### Task objective:
Please pick out every line in the listing below that contains the string "rear" and copy each of those lines. Letter case matters.

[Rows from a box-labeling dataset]
-=-=-=-=-

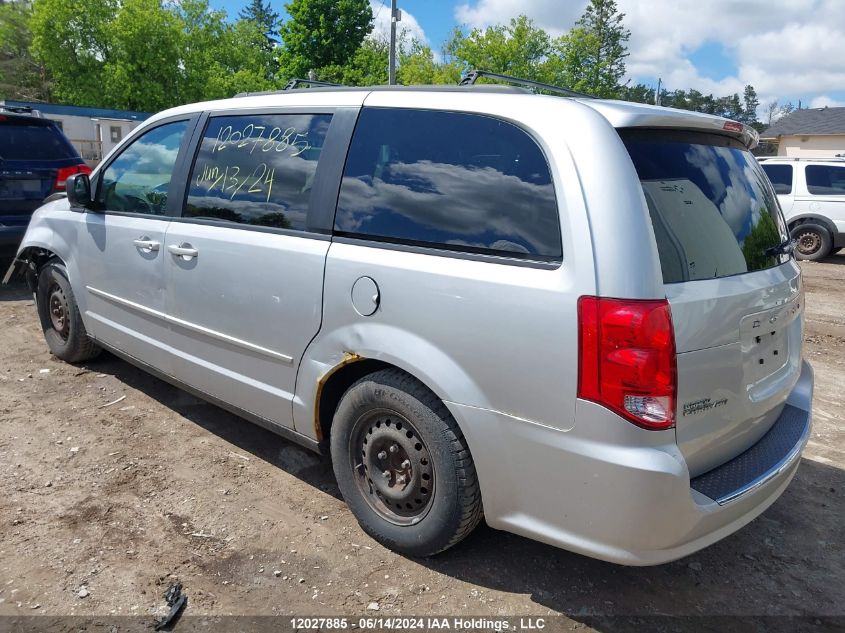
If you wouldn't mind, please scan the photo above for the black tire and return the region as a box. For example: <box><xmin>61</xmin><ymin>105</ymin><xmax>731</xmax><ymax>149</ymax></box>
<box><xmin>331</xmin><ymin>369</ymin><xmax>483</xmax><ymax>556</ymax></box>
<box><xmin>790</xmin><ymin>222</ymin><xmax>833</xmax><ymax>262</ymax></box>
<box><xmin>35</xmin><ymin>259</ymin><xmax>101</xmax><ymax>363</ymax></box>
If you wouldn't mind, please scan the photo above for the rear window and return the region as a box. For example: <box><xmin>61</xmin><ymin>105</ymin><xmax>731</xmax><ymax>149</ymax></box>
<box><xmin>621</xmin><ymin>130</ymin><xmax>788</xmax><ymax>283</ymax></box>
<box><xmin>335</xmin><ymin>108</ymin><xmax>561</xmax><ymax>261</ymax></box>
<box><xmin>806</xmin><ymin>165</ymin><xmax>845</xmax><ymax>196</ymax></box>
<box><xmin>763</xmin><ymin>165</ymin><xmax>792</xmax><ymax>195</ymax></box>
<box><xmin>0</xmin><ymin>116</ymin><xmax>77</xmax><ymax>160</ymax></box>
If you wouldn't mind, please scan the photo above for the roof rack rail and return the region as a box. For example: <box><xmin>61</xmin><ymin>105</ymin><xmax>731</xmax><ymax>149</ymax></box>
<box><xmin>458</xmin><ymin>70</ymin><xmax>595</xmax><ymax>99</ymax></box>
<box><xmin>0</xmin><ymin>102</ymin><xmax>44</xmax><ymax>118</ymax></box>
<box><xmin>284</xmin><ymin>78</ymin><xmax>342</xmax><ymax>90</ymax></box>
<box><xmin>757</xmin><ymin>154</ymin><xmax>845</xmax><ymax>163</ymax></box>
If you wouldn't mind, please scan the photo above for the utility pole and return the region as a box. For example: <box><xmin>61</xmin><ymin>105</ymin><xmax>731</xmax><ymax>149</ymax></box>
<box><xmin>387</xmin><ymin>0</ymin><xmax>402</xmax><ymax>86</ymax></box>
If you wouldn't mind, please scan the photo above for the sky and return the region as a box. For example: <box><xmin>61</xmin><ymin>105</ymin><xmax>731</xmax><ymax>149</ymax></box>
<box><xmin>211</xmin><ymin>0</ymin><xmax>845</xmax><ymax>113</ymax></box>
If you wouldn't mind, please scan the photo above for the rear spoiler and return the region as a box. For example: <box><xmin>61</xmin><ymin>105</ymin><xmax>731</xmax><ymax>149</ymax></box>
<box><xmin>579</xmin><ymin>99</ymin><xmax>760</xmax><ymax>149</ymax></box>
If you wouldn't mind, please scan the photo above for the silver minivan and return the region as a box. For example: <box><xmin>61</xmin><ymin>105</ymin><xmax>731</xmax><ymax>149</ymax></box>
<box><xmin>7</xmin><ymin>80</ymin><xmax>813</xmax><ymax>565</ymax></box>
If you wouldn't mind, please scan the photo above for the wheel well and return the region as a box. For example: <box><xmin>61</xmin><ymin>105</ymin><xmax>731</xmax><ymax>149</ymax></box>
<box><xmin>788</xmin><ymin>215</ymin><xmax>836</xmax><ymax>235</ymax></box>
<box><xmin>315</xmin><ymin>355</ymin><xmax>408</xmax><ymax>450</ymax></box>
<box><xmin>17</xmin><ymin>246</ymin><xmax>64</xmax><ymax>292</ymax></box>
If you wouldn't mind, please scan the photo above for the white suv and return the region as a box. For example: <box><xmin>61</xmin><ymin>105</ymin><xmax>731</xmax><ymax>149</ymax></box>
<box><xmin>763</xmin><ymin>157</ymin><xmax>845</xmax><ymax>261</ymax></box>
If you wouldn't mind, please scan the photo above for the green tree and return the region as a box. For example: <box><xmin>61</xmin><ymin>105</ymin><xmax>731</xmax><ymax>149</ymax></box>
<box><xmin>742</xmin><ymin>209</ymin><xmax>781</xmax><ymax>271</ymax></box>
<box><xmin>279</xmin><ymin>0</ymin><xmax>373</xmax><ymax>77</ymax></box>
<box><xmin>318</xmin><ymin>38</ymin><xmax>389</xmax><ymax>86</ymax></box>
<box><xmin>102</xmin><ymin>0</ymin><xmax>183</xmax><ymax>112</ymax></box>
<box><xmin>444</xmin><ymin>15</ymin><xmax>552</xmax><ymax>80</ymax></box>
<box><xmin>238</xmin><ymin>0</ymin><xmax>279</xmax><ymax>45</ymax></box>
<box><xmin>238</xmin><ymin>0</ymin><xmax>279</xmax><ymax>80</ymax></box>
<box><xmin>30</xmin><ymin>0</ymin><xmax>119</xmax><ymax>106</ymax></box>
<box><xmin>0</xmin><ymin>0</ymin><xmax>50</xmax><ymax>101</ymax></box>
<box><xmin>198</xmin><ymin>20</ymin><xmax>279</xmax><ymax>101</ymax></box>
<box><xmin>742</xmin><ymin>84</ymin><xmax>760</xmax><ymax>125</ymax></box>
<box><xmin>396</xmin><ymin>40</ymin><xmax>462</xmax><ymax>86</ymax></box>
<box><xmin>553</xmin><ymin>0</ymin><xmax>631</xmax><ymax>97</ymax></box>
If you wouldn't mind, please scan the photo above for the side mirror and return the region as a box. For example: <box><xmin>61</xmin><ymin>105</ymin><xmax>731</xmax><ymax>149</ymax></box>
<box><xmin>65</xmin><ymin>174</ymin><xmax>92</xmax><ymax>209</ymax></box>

-=-=-=-=-

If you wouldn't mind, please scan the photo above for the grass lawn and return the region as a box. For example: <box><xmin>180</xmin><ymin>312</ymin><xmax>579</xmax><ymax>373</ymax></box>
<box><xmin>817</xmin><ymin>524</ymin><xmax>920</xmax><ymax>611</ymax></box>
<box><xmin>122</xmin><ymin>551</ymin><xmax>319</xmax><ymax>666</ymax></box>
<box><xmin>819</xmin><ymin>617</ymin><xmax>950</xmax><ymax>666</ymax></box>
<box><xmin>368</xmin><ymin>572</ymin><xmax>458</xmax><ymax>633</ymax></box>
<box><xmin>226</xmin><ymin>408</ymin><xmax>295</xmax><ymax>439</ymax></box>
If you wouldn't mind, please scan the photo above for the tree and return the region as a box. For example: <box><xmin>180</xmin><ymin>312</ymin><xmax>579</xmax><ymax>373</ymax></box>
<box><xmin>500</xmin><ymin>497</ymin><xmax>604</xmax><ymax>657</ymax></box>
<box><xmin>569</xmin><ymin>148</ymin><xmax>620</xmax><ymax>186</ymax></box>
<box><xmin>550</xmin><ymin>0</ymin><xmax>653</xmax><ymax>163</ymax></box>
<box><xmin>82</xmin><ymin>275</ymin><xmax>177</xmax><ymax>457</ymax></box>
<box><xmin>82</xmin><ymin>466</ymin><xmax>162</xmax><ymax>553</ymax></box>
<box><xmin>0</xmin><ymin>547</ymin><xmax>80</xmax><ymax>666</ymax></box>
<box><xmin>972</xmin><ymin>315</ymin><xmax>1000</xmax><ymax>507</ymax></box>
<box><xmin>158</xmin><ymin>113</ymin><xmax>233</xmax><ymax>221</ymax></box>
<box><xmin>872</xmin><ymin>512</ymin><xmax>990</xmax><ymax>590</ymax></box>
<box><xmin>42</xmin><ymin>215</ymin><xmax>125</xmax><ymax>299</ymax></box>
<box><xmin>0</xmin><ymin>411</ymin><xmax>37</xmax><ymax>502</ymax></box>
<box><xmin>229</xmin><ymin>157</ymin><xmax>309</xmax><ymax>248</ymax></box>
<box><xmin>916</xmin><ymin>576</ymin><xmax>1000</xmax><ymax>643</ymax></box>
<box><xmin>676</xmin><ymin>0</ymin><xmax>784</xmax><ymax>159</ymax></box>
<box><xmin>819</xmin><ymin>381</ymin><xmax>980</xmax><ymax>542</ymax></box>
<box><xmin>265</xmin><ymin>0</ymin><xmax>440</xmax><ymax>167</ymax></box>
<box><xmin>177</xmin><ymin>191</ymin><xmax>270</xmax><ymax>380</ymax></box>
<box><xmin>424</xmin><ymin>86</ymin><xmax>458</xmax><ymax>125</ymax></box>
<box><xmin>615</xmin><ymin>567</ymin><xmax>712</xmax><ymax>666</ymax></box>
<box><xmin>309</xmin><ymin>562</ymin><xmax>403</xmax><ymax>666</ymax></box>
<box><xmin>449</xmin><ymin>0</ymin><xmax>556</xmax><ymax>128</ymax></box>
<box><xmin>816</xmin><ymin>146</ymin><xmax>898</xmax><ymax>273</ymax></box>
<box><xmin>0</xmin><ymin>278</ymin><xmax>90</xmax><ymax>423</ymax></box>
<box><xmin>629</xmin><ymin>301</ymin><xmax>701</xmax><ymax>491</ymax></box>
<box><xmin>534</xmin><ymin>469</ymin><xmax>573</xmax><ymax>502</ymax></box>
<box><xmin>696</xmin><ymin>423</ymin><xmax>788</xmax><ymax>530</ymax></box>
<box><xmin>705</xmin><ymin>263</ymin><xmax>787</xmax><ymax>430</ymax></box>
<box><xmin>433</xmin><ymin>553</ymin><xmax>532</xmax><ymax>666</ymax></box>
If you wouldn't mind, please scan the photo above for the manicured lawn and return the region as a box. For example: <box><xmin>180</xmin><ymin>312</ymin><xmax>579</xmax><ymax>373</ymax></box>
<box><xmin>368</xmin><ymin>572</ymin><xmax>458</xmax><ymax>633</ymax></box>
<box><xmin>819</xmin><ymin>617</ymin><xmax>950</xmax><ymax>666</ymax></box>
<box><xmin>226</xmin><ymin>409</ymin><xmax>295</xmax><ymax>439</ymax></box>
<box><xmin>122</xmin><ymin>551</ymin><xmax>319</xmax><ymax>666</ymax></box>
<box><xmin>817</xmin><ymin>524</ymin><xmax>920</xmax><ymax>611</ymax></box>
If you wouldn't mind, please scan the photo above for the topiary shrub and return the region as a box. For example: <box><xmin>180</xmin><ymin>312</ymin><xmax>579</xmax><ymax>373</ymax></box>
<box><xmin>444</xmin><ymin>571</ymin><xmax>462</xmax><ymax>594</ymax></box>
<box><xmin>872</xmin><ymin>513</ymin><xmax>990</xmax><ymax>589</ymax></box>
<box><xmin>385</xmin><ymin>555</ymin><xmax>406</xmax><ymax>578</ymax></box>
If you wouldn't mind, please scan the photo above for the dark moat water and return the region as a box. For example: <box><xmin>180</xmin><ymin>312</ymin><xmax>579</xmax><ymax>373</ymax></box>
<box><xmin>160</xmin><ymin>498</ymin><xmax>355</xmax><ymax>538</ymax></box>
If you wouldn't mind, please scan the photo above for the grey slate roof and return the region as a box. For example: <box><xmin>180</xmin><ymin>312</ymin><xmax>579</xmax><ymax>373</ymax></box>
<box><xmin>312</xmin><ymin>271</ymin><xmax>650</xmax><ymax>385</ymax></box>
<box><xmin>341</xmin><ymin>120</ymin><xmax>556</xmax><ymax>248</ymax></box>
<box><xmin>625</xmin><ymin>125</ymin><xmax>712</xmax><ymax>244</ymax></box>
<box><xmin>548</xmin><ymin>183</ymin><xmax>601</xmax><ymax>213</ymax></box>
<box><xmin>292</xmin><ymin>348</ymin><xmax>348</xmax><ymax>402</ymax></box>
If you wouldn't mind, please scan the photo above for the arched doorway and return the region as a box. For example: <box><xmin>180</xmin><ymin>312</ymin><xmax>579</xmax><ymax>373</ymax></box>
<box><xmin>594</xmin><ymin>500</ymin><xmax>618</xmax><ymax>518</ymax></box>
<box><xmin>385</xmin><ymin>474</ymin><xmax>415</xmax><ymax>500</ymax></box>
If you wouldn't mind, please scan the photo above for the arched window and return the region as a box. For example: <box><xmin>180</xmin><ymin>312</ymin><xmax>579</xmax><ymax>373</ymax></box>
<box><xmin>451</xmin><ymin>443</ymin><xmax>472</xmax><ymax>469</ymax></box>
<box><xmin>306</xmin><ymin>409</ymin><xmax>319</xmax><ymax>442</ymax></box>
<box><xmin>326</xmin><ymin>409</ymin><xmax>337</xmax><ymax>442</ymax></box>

-=-=-=-=-

### Solution:
If you wouldn't mind, please scan the photo above for the rear window and return the region as a box. For example: <box><xmin>61</xmin><ymin>105</ymin><xmax>731</xmax><ymax>149</ymax></box>
If you wouldn't mind, please scan the photo above for the rear spoiler and return the region as a box. For example: <box><xmin>61</xmin><ymin>105</ymin><xmax>731</xmax><ymax>149</ymax></box>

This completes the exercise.